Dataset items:
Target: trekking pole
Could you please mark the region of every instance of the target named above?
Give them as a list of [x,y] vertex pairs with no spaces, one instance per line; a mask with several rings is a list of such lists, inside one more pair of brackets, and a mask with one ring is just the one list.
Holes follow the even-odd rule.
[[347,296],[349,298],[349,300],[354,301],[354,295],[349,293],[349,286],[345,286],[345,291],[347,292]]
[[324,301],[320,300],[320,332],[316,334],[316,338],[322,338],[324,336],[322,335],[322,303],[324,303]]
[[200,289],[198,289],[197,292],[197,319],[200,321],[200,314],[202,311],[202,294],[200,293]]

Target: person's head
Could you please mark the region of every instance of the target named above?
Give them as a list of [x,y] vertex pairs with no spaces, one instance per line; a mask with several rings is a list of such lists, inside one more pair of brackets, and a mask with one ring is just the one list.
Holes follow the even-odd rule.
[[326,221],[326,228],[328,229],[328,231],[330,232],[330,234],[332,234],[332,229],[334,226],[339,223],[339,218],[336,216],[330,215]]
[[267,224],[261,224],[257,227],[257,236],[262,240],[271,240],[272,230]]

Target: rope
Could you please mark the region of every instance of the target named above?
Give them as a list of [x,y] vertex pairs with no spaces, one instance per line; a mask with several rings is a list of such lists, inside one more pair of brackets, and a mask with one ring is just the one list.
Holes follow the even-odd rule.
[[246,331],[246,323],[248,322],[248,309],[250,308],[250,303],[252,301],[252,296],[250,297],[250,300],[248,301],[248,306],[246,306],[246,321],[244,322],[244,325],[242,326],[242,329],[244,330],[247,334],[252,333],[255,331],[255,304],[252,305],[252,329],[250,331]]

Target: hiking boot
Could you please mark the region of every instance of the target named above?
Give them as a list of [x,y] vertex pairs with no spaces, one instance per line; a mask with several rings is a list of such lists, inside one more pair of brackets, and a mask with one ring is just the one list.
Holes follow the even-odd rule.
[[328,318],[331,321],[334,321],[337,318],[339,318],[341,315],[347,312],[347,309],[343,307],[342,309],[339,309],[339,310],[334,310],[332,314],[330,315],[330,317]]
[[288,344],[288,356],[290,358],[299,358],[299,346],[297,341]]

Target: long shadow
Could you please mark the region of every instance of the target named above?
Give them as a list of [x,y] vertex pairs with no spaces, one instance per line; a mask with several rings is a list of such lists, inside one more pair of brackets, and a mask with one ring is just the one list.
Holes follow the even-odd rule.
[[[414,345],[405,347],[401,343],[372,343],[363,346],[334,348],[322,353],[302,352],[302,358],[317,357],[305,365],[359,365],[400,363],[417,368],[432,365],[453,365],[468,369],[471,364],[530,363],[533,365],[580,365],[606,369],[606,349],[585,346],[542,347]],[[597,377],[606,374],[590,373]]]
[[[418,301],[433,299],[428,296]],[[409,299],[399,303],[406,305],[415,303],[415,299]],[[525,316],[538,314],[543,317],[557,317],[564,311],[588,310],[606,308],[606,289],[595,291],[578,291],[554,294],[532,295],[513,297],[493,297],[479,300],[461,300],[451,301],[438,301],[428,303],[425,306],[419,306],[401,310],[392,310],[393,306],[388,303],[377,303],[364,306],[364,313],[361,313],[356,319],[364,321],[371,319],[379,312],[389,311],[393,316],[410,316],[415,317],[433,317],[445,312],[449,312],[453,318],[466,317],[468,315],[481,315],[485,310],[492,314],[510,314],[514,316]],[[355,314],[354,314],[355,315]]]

▶ Work to do
Write out the records above again, swapping "vertex pairs" for "coordinate pairs" in every one of them and leaving all else unchanged.

▶ Task solution
Target: trekking pole
Could you please mark the region of every instance of the target named above?
Give them as a list of [x,y] coordinate pairs with no spaces, one instance per line; a mask with several rings is a list of such lists, inside one more pair of brackets, and a mask with one ring is just the one list.
Holes follow the even-odd rule.
[[347,296],[349,298],[349,300],[354,301],[354,295],[349,293],[349,286],[345,286],[345,291],[347,292]]
[[324,301],[320,300],[320,332],[316,334],[316,338],[322,338],[324,336],[322,335],[322,303],[324,303]]
[[200,289],[198,289],[197,292],[197,319],[200,321],[200,314],[202,311],[202,294],[200,293]]

Target: person's head
Could you please mark the region of every instance of the target named above?
Give them as a list of [x,y] coordinate pairs with no spaces, one instance per line; a mask with several rings is a list of such lists, inside one more pair of brackets, and a mask with one ring is just the one list.
Holes follow the even-odd rule.
[[326,221],[326,228],[328,229],[328,231],[330,232],[330,234],[332,234],[332,229],[334,226],[339,223],[339,218],[336,216],[330,215]]
[[267,224],[261,224],[257,227],[257,236],[262,240],[271,240],[272,230]]

Target: rope
Could you please mark the region of every instance of the target named above?
Give them as a list of [x,y] coordinate pairs with no spaces, one instance per line; a mask with several rings is a list of such lists, inside one more pair of brackets, and a mask with one ring is just the one list.
Holes follow the even-odd rule.
[[246,331],[246,323],[248,322],[248,309],[250,308],[250,303],[252,301],[252,296],[250,297],[250,300],[248,301],[248,306],[246,306],[246,321],[244,322],[244,325],[242,326],[242,329],[244,330],[247,334],[252,333],[255,331],[255,304],[252,305],[252,329],[250,331]]

Target: hiking boot
Could you please mark the region of every instance of the target named above?
Give them as a list of [x,y] coordinate pairs with no spaces, one instance per line; a mask with several rings is a list of such lists, inside one more pair of brackets, and a mask with one ring is just the one list.
Holes follow the even-odd rule.
[[328,318],[331,321],[334,321],[337,318],[339,318],[341,315],[347,312],[347,309],[343,307],[342,309],[339,309],[339,310],[334,310],[332,314],[330,315],[330,317]]
[[288,344],[288,356],[290,358],[299,358],[299,346],[297,341]]

Target: long shadow
Could you please mark the region of every instance of the target named above?
Give them as a list of [x,y] coordinate pairs with no spaces, one instance per line; a mask with several rings is a list of such lists, inside one more pair of brackets, and a mask with one ring is just the one list.
Holes follow the even-odd rule.
[[[414,345],[405,347],[401,343],[372,343],[363,346],[334,348],[322,353],[302,352],[302,358],[317,357],[305,365],[359,365],[400,363],[417,368],[432,365],[453,365],[468,369],[471,364],[530,363],[533,365],[580,365],[606,369],[606,349],[585,346],[542,347]],[[597,377],[606,374],[590,373]]]
[[[418,301],[433,299],[428,296]],[[409,299],[399,303],[406,305],[415,303],[415,299]],[[525,316],[538,314],[543,317],[557,317],[564,311],[588,310],[606,308],[606,289],[595,291],[578,291],[554,294],[532,295],[513,297],[493,297],[479,300],[461,300],[451,301],[438,301],[428,303],[425,306],[419,306],[401,310],[392,310],[393,306],[388,303],[377,303],[364,306],[364,313],[361,313],[356,319],[364,321],[371,319],[379,312],[389,311],[393,316],[410,316],[415,317],[433,317],[445,312],[449,312],[453,318],[466,317],[468,315],[481,315],[485,310],[492,314],[510,314],[514,316]],[[355,314],[354,314],[355,315]]]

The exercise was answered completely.